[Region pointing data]

* * * *

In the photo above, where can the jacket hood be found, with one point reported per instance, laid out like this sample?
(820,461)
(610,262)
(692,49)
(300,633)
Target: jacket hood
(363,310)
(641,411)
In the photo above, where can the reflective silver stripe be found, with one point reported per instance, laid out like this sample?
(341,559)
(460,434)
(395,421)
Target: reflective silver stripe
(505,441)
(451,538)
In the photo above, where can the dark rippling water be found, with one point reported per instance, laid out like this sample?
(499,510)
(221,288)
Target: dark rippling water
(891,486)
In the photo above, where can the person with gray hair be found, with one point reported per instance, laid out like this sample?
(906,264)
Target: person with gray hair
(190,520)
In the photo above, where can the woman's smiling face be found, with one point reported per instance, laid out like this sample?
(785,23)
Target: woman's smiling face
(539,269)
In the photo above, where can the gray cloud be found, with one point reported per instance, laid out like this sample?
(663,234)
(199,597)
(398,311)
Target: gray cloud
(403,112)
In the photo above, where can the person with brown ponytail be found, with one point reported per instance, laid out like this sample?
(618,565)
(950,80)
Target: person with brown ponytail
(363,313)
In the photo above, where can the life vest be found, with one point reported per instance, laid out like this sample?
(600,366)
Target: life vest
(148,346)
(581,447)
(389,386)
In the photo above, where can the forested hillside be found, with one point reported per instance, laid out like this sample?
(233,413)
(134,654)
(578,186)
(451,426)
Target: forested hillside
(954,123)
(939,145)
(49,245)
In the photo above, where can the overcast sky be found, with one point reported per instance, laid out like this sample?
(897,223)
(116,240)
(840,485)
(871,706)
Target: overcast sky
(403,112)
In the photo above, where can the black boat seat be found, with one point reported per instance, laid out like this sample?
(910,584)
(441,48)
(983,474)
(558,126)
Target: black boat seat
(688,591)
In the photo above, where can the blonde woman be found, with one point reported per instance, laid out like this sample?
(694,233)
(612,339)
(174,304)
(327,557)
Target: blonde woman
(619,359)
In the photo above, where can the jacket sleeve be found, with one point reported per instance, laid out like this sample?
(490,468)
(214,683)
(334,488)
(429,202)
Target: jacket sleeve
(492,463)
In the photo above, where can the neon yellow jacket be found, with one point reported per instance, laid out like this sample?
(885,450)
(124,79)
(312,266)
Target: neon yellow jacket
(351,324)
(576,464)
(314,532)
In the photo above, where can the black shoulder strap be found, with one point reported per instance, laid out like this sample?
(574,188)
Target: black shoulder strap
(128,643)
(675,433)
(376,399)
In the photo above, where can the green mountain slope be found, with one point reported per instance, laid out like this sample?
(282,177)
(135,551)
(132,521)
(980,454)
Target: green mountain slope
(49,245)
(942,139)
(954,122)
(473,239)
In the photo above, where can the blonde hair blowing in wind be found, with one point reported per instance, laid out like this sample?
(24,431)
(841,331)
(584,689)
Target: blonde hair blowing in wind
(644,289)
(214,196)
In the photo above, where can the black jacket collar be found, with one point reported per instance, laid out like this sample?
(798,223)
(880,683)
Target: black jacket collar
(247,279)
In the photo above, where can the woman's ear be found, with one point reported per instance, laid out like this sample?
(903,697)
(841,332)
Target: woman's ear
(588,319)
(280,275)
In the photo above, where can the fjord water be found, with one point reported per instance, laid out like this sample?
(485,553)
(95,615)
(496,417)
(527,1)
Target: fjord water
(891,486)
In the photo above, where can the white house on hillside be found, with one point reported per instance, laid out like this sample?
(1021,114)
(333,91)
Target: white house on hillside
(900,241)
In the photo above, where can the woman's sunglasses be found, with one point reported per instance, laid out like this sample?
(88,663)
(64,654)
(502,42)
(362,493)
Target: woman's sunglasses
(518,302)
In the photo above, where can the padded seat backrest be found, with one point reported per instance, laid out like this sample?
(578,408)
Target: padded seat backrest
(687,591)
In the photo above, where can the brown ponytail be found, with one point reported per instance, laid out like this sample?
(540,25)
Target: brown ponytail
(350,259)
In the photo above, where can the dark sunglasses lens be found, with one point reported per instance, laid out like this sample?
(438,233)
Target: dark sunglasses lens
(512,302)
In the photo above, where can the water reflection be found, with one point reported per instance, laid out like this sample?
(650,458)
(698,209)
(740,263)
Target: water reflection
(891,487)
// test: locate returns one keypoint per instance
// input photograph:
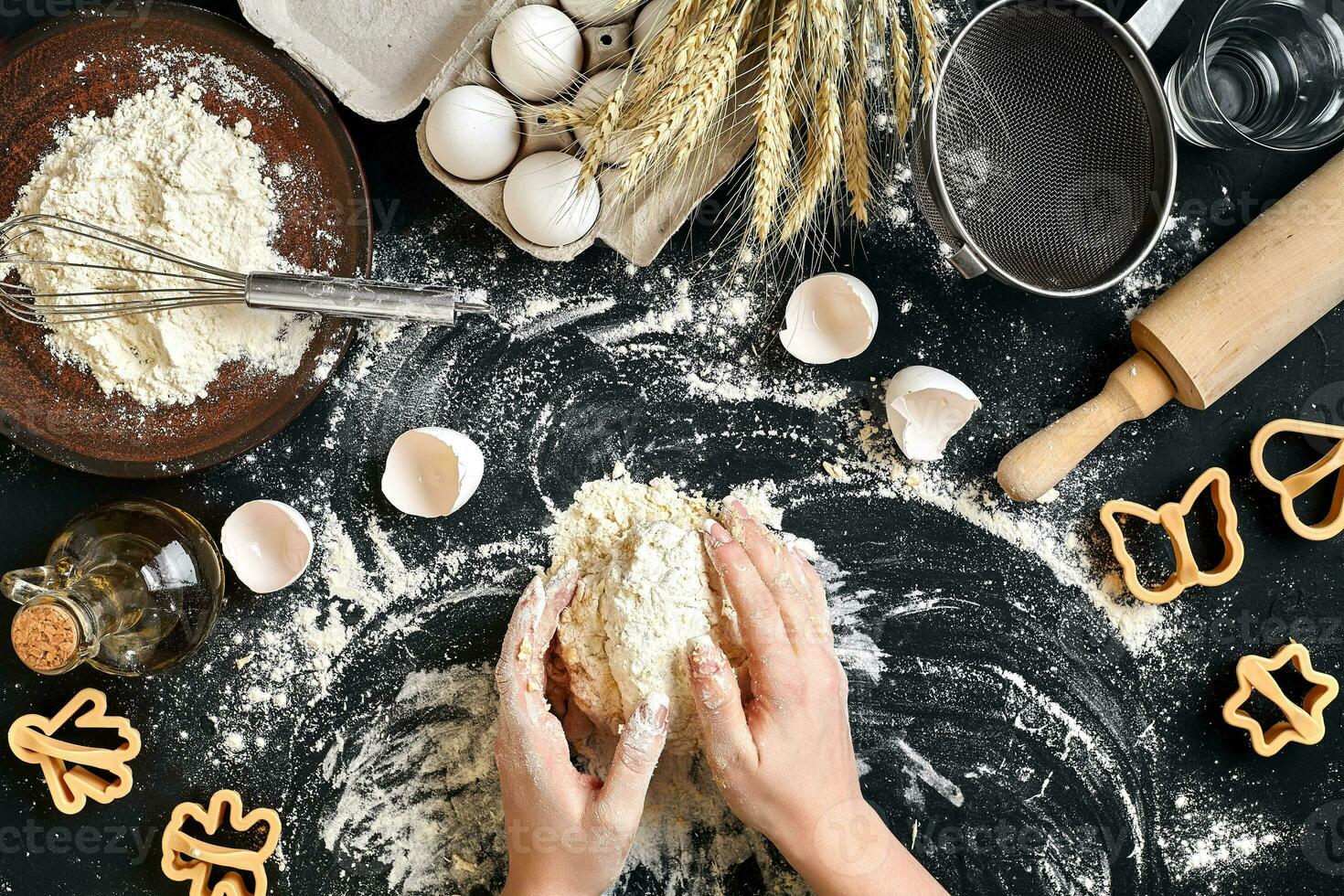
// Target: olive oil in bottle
(129, 587)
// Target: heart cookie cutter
(1303, 724)
(1172, 518)
(195, 860)
(69, 767)
(1300, 483)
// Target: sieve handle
(1151, 20)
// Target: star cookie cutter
(1300, 483)
(1172, 518)
(192, 859)
(69, 769)
(1303, 724)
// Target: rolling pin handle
(1133, 391)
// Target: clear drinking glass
(1266, 73)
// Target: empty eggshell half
(432, 472)
(925, 409)
(829, 317)
(268, 543)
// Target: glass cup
(1265, 73)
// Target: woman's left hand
(568, 833)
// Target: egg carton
(383, 58)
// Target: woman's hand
(568, 833)
(784, 759)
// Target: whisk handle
(360, 298)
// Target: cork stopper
(45, 637)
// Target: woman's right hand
(784, 759)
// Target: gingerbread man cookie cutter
(1303, 724)
(1303, 481)
(192, 859)
(69, 769)
(1172, 518)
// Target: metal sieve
(1046, 155)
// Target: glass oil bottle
(131, 587)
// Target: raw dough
(644, 592)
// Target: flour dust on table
(997, 689)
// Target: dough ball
(625, 633)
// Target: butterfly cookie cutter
(192, 859)
(69, 769)
(1300, 483)
(1172, 518)
(1303, 724)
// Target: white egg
(537, 53)
(595, 91)
(268, 543)
(432, 472)
(651, 20)
(472, 132)
(543, 202)
(925, 409)
(594, 11)
(829, 317)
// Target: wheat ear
(706, 103)
(926, 34)
(858, 175)
(818, 168)
(902, 77)
(772, 149)
(663, 121)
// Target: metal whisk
(182, 283)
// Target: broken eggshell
(925, 409)
(268, 543)
(432, 472)
(829, 317)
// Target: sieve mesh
(1046, 146)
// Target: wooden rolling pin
(1224, 318)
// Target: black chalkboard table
(1021, 736)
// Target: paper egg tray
(636, 228)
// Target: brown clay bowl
(89, 62)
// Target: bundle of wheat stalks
(805, 76)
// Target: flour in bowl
(162, 169)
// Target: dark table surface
(1006, 727)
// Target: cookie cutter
(69, 767)
(195, 860)
(1172, 518)
(1300, 483)
(1303, 724)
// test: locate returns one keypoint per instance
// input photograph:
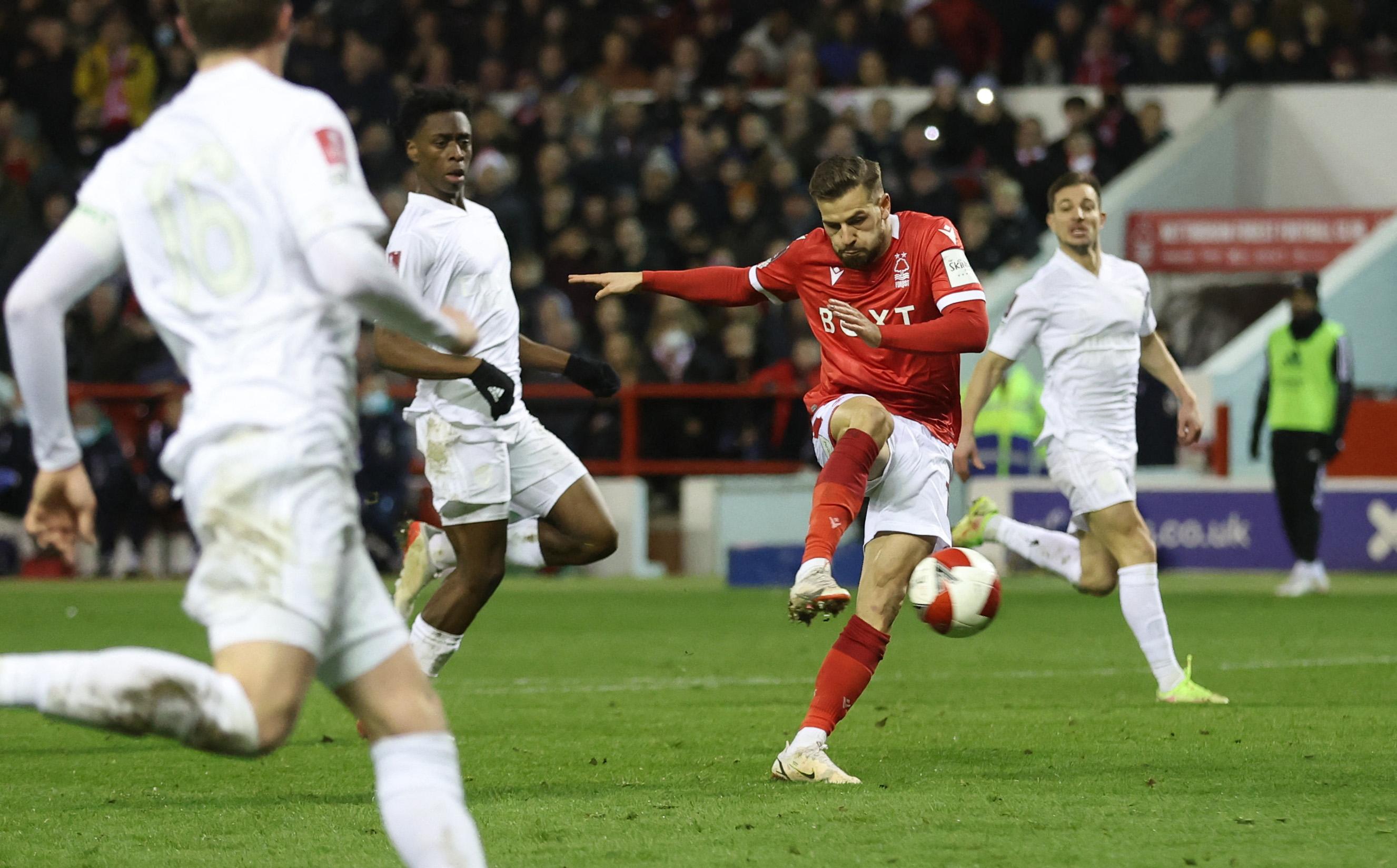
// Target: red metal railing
(630, 462)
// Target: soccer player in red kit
(895, 303)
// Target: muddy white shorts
(481, 474)
(911, 492)
(1090, 478)
(283, 556)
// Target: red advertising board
(1245, 241)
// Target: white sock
(809, 736)
(418, 783)
(524, 547)
(1048, 549)
(1145, 613)
(432, 646)
(137, 691)
(439, 549)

* * * *

Could you repeat the entries word for word, skipping the pictures they contain?

● Solution to the problem
In the photo above, where can the jacket hood be found, with one point reported per instance, laid out like this sample?
(820,461)
(610,262)
(692,49)
(300,633)
Target: jacket hood
(363,310)
(641,411)
In the photo above, where can the reflective silver stripe be found, with one point reported per instance, laid out like this sample?
(341,559)
(460,434)
(395,421)
Target: reflective silver stripe
(505,441)
(451,538)
In the photo above, where can the dark rippling water be found, with one point reported per instance, laid out like this sample?
(499,510)
(221,288)
Target: dark rippling water
(891,486)
In the photo above, where can the person with gray hair be found, with one point reported per instance, laid out like this sample?
(906,264)
Target: person with gray hair
(190,520)
In the photo above, where can the woman's smiling face be found, with one point reported per instance, laid out like this sample?
(785,23)
Target: woman's smiling face
(539,269)
In the photo above, where can the gray cloud be found, with one point reported per instance, laid out like this sample?
(663,234)
(199,597)
(398,311)
Target: gray cloud
(403,112)
In the photo above, where can the person with brown ponytail be found, with one point reported per instance, laid out like this sample?
(618,565)
(950,80)
Target: person with brown ponytail
(363,313)
In the photo above, where can the life vest be found, with one point reported per instance, laid out like this sample?
(600,366)
Target: life vest
(148,346)
(581,447)
(389,386)
In the photo above, where can the forested hillside be found, with one point reported per instance, laid out like this sample?
(233,413)
(134,654)
(578,186)
(451,426)
Target: forested hillside
(954,123)
(939,145)
(49,245)
In the photo above, where can the overcast sky be found, with one point reported per instance, laid out like this sample?
(897,223)
(116,240)
(840,485)
(871,706)
Target: overcast sky
(403,112)
In the photo above, where can the black boat seat be found, with one point reported per instance, laid out like this sample?
(910,584)
(441,48)
(983,474)
(558,126)
Target: black boat seat
(688,591)
In the photo above, where can the blonde woman be found, with one point reported per instance, laid out like this sample?
(694,233)
(612,339)
(174,304)
(327,557)
Target: blonde woman
(619,359)
In the photo above, where can the jacket sleeve be found, with one point reported per instance, laid out like this sample?
(490,468)
(214,683)
(334,488)
(429,202)
Target: jacket sleeve
(492,463)
In the photo above, where can the neon yellow jacket be found, with one point reported per instance, laid out like this sample?
(885,450)
(124,79)
(312,266)
Target: neon yellow jacket
(351,324)
(576,464)
(314,532)
In the photo above, where can the black shoulder strap be found, with one point reported per instance, laid out like this sample?
(574,188)
Target: black shoulder strap
(128,643)
(675,433)
(376,399)
In the photo above, where can the green mountain slope be found, with one point reported per instance, laid out like this sample?
(282,177)
(135,551)
(132,521)
(980,454)
Target: green mountain slope
(49,245)
(942,139)
(954,122)
(473,239)
In the photo above, where can the blonde hair blowing in wind be found, with one point reported per instance, laid out like this sample?
(24,431)
(841,331)
(584,689)
Target: blonde hair blowing in wind
(644,289)
(214,196)
In the photo above, where can the black jacket collar be found, with one point reported per instance, laid out like this sample?
(798,223)
(880,683)
Target: black jacket collar
(247,279)
In the photo above, where can the woman's ear be found, with one point reported per instance, laid out like this sample?
(903,697)
(841,332)
Target: woman's ear
(588,319)
(280,275)
In the photo above, where can the fjord water be found, with one point reported per instance, laid out like this sample?
(485,553)
(95,615)
(496,417)
(527,1)
Target: fjord water
(891,486)
In the photo above, where can the white house on hillside be found, with one point reported per instance, laid out like this sample?
(1021,114)
(333,91)
Target: white house on hillside
(900,241)
In the photo above, where can the woman's sunglasses be found, with one point reported per instance, laid out like this sample?
(88,663)
(64,654)
(502,42)
(362,493)
Target: woman's sunglasses
(518,302)
In the photo above, where can the padded seat backrest be found, with one point reported per instance, laid out like this sample?
(578,408)
Target: padded seat backrest
(687,591)
In the photo above, where can the brown ponytail be found, with one point reported per instance, laid out like this sample?
(540,25)
Target: brown ponytail
(350,259)
In the photo above, where can the dark sunglasses lens be found, with one point reported per instance, laid out like this sample?
(438,233)
Target: dark sunglasses lens
(512,302)
In the photo above, where can the water reflection be found, with one point reported per instance, laid out like this sample?
(650,458)
(698,209)
(740,263)
Target: water reflection
(891,487)
// test: locate returns one keypoint per instance
// input photograph:
// Target: olive oil in bottle
(129, 587)
// Target: heart cookie cutter
(1303, 724)
(1172, 518)
(195, 860)
(69, 767)
(1300, 483)
// Target: sieve handle
(1151, 20)
// Target: star cookie cutter
(1300, 483)
(1172, 518)
(192, 859)
(69, 769)
(1303, 724)
// Target: rolling pin handle
(1133, 391)
// Target: clear drinking glass
(1266, 73)
// Target: empty eggshell half
(432, 472)
(925, 409)
(829, 317)
(268, 543)
// Target: glass cup
(1265, 73)
// Target: woman's left hand
(568, 833)
// Target: egg carton
(383, 58)
// Target: woman's hand
(568, 833)
(784, 759)
// Target: whisk handle
(360, 298)
// Target: cork stopper
(45, 637)
// Target: woman's right hand
(784, 759)
// Target: gingerbread man cookie cutter
(1303, 724)
(1303, 481)
(192, 859)
(69, 769)
(1172, 518)
// Target: metal sieve
(1046, 155)
// Target: glass oil bottle
(131, 587)
// Target: raw dough
(644, 592)
// Target: flour dust on table
(997, 689)
// Target: dough ball
(625, 633)
// Target: butterfly cookie cutter
(192, 859)
(69, 769)
(1300, 483)
(1172, 518)
(1303, 724)
// Target: white egg
(537, 53)
(595, 91)
(268, 543)
(432, 472)
(651, 20)
(472, 132)
(543, 202)
(925, 409)
(594, 11)
(829, 317)
// Target: wheat ear
(706, 103)
(926, 34)
(858, 175)
(818, 168)
(902, 77)
(772, 149)
(663, 121)
// Target: metal whisk
(182, 283)
// Target: broken eggshell
(925, 409)
(268, 543)
(432, 472)
(829, 317)
// Target: sieve mesh
(1046, 146)
// Target: wooden rolling pin
(1224, 318)
// Target: black chalkboard table
(1021, 736)
// Target: paper egg tray
(636, 228)
// Target: brown clay bowl
(89, 62)
// Target: bundle of wheat stalks
(805, 76)
// Target: flour in bowl
(162, 169)
// Target: dark table surface
(1006, 727)
// Target: cookie cutter
(69, 767)
(195, 860)
(1172, 518)
(1300, 483)
(1303, 724)
// test: locate returns one keypoint per instance
// input photograph:
// Target: red metal railing
(630, 462)
// Target: soccer player in red kit
(895, 303)
// Target: muddy white shorts
(481, 474)
(911, 492)
(1090, 478)
(283, 556)
// Target: red advertising board
(1245, 241)
// Target: white sock
(809, 736)
(418, 783)
(524, 547)
(1048, 549)
(1145, 613)
(432, 646)
(137, 691)
(439, 549)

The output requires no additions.